• Tekstfragment:
ECLI:NL:CRVB:2013:BZ6933

Centrale Raad van Beroep

Datum uitspraak
10 april 2013
Publicatiedatum
22 juni 2013
Zaaknummer
11/6961 ZVW + 13/698 ZVW
Instantie
Centrale Raad van Beroep
Type
Uitspraak
Rechtsgebied
Bestuursrecht; Socialezekerheidsrecht
Procedures
  • Hoger beroep
Vindplaatsen
  • Rechtspraak.nl
AI samenvatting door LexboostAutomatisch gegenereerd

Beroep tegen de vaststelling van de buitenlandbijdrage Zorgverzekeringswet en de toepassing van de woonlandfactor

In deze zaak gaat het om een hoger beroep van appellant, A. te B., tegen de uitspraak van de rechtbank Amsterdam van 30 november 2011, waarin het beroep tegen het besluit van het College voor zorgverzekeringen (Cvz) ongegrond werd verklaard. Appellant, woonachtig in België, was als verdragsgerechtigde aangemerkt onder de Zorgverzekeringswet (Zvw) en had recht op zorg in zijn woonland. De voorlopige buitenlandbijdrage voor het jaar 2006 was vastgesteld op € 526, maar de definitieve bijdrage werd later vastgesteld op € 2.546,42, waar appellant nog € 1.093,80 van moest betalen. Appellant maakte bezwaar tegen deze definitieve vaststelling, maar Cvz verklaarde dit bezwaar ongegrond.

• Opdrachten:
• a. Waarom had appellant volgens de uitspraak over de buitenlandbijdrage recht op zorg in België? Antwoord in één tot drie zinnen.
• b. Beantwoord deze vragen over de uitspraak over de buitenlandbijdrage:
(i) Op welke datum deed de Centrale Raad van Beroep uitspraak?
(ii) Op welk bedrag was de voorlopige buitenlandbijdrage voor 2006 vastgesteld?
(iii) Welke rechtbank had eerder het beroep ongegrond verklaard, en op welke datum?
• c. Zet de uitspraak over de buitenlandbijdrage voort vanaf de laatste zin van het tekstfragment.

• Gegevensset:
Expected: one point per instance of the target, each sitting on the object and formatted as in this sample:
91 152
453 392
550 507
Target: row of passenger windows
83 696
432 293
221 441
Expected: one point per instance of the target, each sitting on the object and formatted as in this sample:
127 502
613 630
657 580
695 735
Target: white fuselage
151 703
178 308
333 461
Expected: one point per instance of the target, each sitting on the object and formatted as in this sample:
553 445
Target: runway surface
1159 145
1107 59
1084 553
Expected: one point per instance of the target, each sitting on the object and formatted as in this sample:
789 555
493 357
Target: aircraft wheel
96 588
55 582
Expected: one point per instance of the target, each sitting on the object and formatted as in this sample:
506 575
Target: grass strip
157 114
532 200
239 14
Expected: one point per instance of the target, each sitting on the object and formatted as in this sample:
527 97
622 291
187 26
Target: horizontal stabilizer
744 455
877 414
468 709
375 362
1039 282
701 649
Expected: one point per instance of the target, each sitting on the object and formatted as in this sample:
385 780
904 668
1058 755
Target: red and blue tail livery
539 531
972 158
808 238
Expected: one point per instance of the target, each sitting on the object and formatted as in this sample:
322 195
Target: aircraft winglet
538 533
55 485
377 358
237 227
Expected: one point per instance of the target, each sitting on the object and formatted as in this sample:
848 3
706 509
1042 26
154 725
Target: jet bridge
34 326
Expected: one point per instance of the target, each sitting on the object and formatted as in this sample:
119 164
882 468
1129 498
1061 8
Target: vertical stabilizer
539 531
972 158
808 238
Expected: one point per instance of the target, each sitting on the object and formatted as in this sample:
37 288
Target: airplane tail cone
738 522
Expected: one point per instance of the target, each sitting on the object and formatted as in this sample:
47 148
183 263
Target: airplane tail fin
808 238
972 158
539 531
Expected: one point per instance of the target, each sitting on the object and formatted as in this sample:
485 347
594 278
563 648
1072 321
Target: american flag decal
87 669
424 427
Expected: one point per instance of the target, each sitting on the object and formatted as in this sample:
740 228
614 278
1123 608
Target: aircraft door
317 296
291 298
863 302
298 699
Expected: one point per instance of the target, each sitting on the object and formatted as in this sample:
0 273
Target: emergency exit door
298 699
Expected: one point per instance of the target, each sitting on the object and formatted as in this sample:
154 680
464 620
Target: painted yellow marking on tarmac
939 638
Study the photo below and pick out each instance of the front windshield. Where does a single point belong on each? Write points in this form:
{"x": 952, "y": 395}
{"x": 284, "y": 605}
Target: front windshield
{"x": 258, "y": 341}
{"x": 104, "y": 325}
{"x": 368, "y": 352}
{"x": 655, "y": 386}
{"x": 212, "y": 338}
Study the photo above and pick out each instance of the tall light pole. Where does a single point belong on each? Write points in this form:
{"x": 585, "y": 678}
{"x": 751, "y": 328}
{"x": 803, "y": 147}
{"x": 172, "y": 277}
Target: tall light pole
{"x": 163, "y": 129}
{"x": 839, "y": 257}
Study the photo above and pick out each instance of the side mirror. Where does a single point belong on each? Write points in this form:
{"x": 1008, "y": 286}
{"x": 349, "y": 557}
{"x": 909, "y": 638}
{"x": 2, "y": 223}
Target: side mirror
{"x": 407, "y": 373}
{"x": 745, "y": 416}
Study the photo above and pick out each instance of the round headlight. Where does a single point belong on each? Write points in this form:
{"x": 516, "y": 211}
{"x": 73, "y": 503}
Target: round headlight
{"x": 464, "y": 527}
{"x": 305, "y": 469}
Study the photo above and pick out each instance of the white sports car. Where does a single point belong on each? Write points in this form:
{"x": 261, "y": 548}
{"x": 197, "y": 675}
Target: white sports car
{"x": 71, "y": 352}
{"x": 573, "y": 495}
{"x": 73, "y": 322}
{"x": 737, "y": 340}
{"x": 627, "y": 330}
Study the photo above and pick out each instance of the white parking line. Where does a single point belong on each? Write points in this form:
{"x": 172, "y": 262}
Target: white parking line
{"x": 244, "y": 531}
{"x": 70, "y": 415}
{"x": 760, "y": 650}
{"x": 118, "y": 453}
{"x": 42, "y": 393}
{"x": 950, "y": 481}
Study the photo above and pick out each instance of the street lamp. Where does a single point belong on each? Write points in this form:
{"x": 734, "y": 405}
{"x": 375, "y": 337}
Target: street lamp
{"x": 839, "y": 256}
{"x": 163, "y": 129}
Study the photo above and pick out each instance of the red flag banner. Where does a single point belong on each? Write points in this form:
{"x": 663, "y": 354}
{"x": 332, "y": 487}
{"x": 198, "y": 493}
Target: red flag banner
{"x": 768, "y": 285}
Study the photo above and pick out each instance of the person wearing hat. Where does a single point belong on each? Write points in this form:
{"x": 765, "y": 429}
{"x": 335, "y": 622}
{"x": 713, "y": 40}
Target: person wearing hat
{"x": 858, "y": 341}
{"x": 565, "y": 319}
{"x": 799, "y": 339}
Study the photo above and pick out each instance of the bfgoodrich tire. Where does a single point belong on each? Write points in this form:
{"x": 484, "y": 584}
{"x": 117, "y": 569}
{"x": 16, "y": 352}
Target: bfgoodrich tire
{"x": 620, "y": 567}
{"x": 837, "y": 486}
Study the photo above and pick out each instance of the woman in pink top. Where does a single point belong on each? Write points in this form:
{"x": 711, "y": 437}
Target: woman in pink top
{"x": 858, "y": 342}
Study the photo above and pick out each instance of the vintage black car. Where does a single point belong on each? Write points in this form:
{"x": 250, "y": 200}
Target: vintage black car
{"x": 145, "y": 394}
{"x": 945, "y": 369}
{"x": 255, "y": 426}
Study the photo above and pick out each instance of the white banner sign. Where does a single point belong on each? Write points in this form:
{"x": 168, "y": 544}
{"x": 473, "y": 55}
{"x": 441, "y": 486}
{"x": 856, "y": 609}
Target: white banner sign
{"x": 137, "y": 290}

• Antwoorden per opdracht:
• a. Appellant woonde in België en was onder de Zorgverzekeringswet aangemerkt als verdragsgerechtigde. Daardoor had hij recht op zorg in zijn woonland, en dat was België.

• b.
(i) Op 10 april 2013.
(ii) Op € 526.
(iii) De rechtbank Amsterdam, op 30 november 2011.

• c.
De rechtbank oordeelde dat Cvz zich bij de vaststelling van de buitenlandbijdrage had gebaseerd op de inkomensgegevens van de Belastingdienst, waarvan de juistheid niet was betwist door appellant. Appellant voerde in hoger beroep aan dat hij erop mocht vertrouwen dat de definitieve vaststelling niet ingrijpend zou afwijken van de voorlopige vaststelling en dat de overschrijding van de beslistermijn door Cvz fatale gevolgen zou moeten hebben. De Raad voor de Rechtspraak oordeelde echter dat de overschrijding van de termijn geen fatale gevolgen had en dat de berekening van de buitenlandbijdrage correct was uitgevoerd.

De Raad vernietigde de aangevallen uitspraak en verklaarde het beroep tegen het besluit van 17 maart 2011 gegrond, terwijl het beroep tegen het besluit van 31 januari 2013 ongegrond werd verklaard. Tevens werd Cvz veroordeeld in de proceskosten van appellant tot een bedrag van € 1.888,--. De Raad concludeerde dat de definitieve afrekening over 2006 op juiste wijze was berekend en dat de grieven van appellant niet slagen.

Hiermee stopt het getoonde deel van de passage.